--- start Provided information ---
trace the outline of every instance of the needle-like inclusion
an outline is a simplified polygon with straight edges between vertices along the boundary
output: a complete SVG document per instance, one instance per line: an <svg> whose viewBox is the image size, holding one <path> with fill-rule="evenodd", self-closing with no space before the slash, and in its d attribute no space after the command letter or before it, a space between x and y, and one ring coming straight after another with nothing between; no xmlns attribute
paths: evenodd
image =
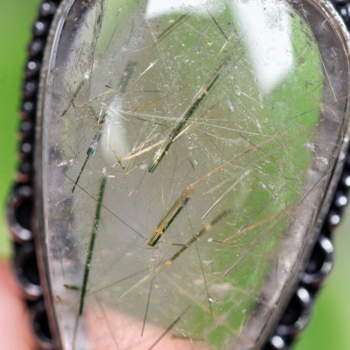
<svg viewBox="0 0 350 350"><path fill-rule="evenodd" d="M119 14L119 13L118 13ZM136 62L130 60L127 62L127 66L125 68L125 70L124 71L124 73L122 75L122 78L120 79L120 81L119 83L117 92L116 92L116 96L118 98L120 98L121 96L122 96L123 94L125 93L125 90L127 88L127 84L129 83L129 80L130 80L132 73L134 72L134 68L136 65ZM72 101L76 97L76 94L79 92L80 89L81 88L81 86L83 83L83 81L82 80L82 83L79 85L79 87L77 89L77 91L76 93L74 93ZM72 102L71 104L73 103ZM69 106L70 106L69 104ZM64 112L64 114L66 113L66 111L68 111L69 107L67 107ZM62 113L62 115L64 115ZM81 167L80 171L79 172L79 174L78 175L78 177L76 178L76 180L74 182L74 186L73 186L73 188L71 190L71 192L73 193L74 192L74 190L76 189L76 184L78 183L78 181L79 181L81 174L83 174L83 172L84 171L85 167L86 167L86 164L88 163L88 160L89 160L89 158L90 157L94 157L94 155L96 154L96 151L97 150L97 148L99 146L99 144L101 143L101 139L104 134L104 132L106 129L106 125L107 122L109 122L109 118L108 117L108 112L105 113L102 117L102 118L99 120L99 124L97 125L98 130L97 132L96 133L94 139L92 140L92 142L91 143L91 145L90 147L88 148L87 154L88 155L86 156L86 158L85 160L84 164L83 164L83 167ZM115 155L115 157L118 160L118 164L120 164L120 166L122 167L122 169L125 169L125 167L124 165L124 163L122 162L122 159L120 158L120 156L119 155L117 150L114 147L114 145L113 143L111 142L111 146L112 148L112 150Z"/></svg>
<svg viewBox="0 0 350 350"><path fill-rule="evenodd" d="M345 130L331 22L307 0L65 1L36 148L62 347L260 347Z"/></svg>
<svg viewBox="0 0 350 350"><path fill-rule="evenodd" d="M101 210L102 209L102 202L104 200L104 191L106 190L106 183L107 178L106 177L102 178L101 181L101 185L99 188L99 197L97 199L97 203L96 206L96 213L94 214L94 223L92 224L92 232L91 232L91 236L89 242L89 247L88 248L88 253L86 255L86 262L84 267L84 274L83 278L83 283L81 285L80 297L79 301L79 309L76 319L76 324L74 326L74 335L73 346L75 345L75 341L76 338L76 331L78 328L78 323L79 321L79 318L83 314L83 309L84 307L84 300L86 293L86 287L88 286L88 282L89 280L89 274L91 267L91 262L92 260L92 255L94 249L94 244L96 241L96 237L97 235L97 231L99 227L99 221L101 218ZM71 288L71 289L75 290L75 288Z"/></svg>
<svg viewBox="0 0 350 350"><path fill-rule="evenodd" d="M214 86L216 81L220 76L220 74L221 74L227 60L228 57L225 57L223 59L223 62L215 71L214 74L212 75L208 82L205 85L204 85L195 95L191 101L190 106L188 106L188 107L182 113L181 116L179 118L178 121L176 122L176 124L175 124L172 130L164 139L163 139L163 140L162 140L162 142L164 143L157 151L153 159L152 160L148 167L148 172L152 173L155 171L159 162L162 160L162 158L169 150L170 146L172 146L174 139L175 139L175 137L176 137L176 136L178 136L178 134L181 132L181 130L183 129L187 122L188 121L188 119L190 119L190 118L195 113L204 97L209 93L211 88ZM151 245L154 244L152 244Z"/></svg>
<svg viewBox="0 0 350 350"><path fill-rule="evenodd" d="M157 228L146 242L150 246L154 246L160 240L163 233L168 226L172 223L172 220L176 217L180 211L186 205L187 202L190 200L192 194L193 193L193 188L188 187L184 191L183 194L175 202L173 206L164 214L164 218L160 221L157 225Z"/></svg>

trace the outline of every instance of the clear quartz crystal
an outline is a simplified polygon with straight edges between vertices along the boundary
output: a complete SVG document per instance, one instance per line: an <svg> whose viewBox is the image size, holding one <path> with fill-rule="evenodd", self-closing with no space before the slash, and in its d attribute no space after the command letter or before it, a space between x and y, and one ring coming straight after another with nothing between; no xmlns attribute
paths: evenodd
<svg viewBox="0 0 350 350"><path fill-rule="evenodd" d="M342 147L344 39L311 1L60 8L37 149L62 347L256 346Z"/></svg>

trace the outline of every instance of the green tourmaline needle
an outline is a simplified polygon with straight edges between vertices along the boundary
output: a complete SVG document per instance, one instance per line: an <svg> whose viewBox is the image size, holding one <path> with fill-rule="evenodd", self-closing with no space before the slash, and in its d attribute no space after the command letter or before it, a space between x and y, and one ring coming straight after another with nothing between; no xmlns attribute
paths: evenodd
<svg viewBox="0 0 350 350"><path fill-rule="evenodd" d="M197 108L200 106L202 102L204 99L205 97L208 94L209 91L211 90L214 85L215 82L218 80L220 74L222 71L223 66L225 64L228 59L228 57L225 57L219 67L215 71L215 73L212 75L211 78L208 82L204 84L195 95L192 102L186 109L186 111L182 113L178 121L174 125L172 131L164 137L162 140L164 144L156 152L152 162L148 167L148 172L153 172L155 168L158 167L162 158L165 155L166 152L169 150L170 146L172 145L174 139L176 137L177 135L181 132L185 125L186 125L188 119L194 114Z"/></svg>
<svg viewBox="0 0 350 350"><path fill-rule="evenodd" d="M92 253L94 252L94 242L96 241L96 236L99 226L99 220L101 217L101 209L102 209L102 202L104 199L104 190L106 189L106 182L107 178L104 177L101 181L99 187L99 197L97 200L97 205L96 206L96 212L94 215L94 224L92 226L92 232L89 243L89 248L88 249L88 255L84 267L84 276L83 279L83 284L81 286L80 299L79 302L79 311L78 315L81 316L83 313L83 308L84 306L84 300L86 293L86 287L88 286L88 281L89 279L89 272L91 266L91 260L92 260Z"/></svg>
<svg viewBox="0 0 350 350"><path fill-rule="evenodd" d="M119 82L119 85L117 89L116 96L122 96L125 92L125 89L127 86L127 84L129 83L129 80L130 80L132 74L134 73L134 69L136 64L136 62L135 61L132 61L132 60L127 62L125 70L124 71L120 81ZM96 151L97 150L99 144L101 143L101 139L102 138L104 131L106 128L106 118L107 118L107 113L104 113L102 120L99 122L98 125L99 130L96 133L94 139L92 140L92 142L91 143L89 148L88 149L87 152L88 155L85 158L84 164L83 164L83 167L81 167L80 171L79 172L79 174L78 175L76 180L74 182L74 186L73 186L73 189L71 190L72 193L74 192L74 190L76 189L76 184L78 183L78 181L79 181L79 178L80 178L80 176L83 174L83 172L84 171L84 169L88 163L88 160L89 160L90 157L90 156L94 157L94 155L96 154Z"/></svg>

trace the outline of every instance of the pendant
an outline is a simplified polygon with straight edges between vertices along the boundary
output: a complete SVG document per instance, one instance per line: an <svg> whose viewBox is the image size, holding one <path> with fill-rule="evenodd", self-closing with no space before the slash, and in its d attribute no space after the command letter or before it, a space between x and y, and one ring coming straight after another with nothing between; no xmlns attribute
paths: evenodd
<svg viewBox="0 0 350 350"><path fill-rule="evenodd" d="M349 52L329 1L61 3L34 192L57 348L288 346L332 252Z"/></svg>

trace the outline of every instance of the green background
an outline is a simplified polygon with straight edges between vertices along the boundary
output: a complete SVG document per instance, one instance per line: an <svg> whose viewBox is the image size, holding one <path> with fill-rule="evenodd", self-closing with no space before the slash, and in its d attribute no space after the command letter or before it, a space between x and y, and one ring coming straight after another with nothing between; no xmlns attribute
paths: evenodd
<svg viewBox="0 0 350 350"><path fill-rule="evenodd" d="M18 162L18 111L26 48L31 36L31 28L36 18L39 2L38 0L0 0L1 258L10 254L4 209ZM335 267L318 295L309 326L294 347L297 350L350 349L349 226L350 216L348 215L335 236Z"/></svg>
--- end Provided information ---
**Requirement:**
Rewrite the stretch of material from the start through the line containing "130L331 22L307 0L65", with "needle-like inclusion" changed to "slender inclusion" and everything else kept the same. Leave the pictures out of your answer.

**Result:**
trace the outline of every instance of the slender inclusion
an outline is a simplified polygon with straight edges between vertices along the boundary
output: a complete SVG document per instance, one instance per line: an <svg> whose viewBox is the image size, holding one <path> with fill-rule="evenodd", self-closing with no space before the slash, and in its d attribute no space after the command letter or before it, a space between x and y, and one ring coming straight after another with nothing between; no xmlns attribute
paths: evenodd
image =
<svg viewBox="0 0 350 350"><path fill-rule="evenodd" d="M119 14L119 13L118 13ZM136 62L130 60L127 62L127 66L125 68L125 70L124 71L124 73L122 75L122 78L120 79L120 81L119 83L117 92L116 92L116 96L118 98L120 98L121 96L122 96L123 94L125 93L125 90L127 88L127 84L129 83L129 80L130 80L132 73L134 72L134 68L136 65ZM72 101L76 97L76 94L79 92L80 89L81 88L81 86L83 83L83 81L82 80L82 83L79 85L79 87L77 89L77 91L76 93L74 93ZM72 102L71 104L73 103ZM69 106L70 106L69 104ZM64 112L64 114L66 113L66 111L68 111L69 107L67 107ZM62 113L62 115L64 115ZM81 167L80 171L79 172L79 174L78 175L78 177L76 178L76 180L74 182L74 186L73 186L73 188L71 190L71 192L73 193L74 192L74 190L76 189L76 184L78 183L78 181L79 181L81 174L83 174L83 172L84 171L85 167L86 167L86 164L88 163L88 160L89 160L89 158L90 157L94 157L94 155L96 154L96 151L97 150L97 148L99 146L99 144L101 143L101 139L104 134L104 132L106 129L106 125L107 122L109 122L109 118L108 117L108 112L105 113L102 117L102 118L99 120L99 124L97 125L98 130L97 132L96 133L94 139L92 140L92 142L91 143L91 145L90 147L88 148L87 154L88 155L86 156L86 158L85 160L84 164L83 164L83 167ZM115 155L115 157L118 160L118 164L120 164L120 166L122 167L122 169L125 169L125 167L124 165L124 163L122 162L122 159L120 158L120 156L119 155L117 150L114 147L114 145L113 143L111 142L111 146L112 148L112 150Z"/></svg>
<svg viewBox="0 0 350 350"><path fill-rule="evenodd" d="M345 130L331 22L307 0L65 1L36 148L62 347L260 347Z"/></svg>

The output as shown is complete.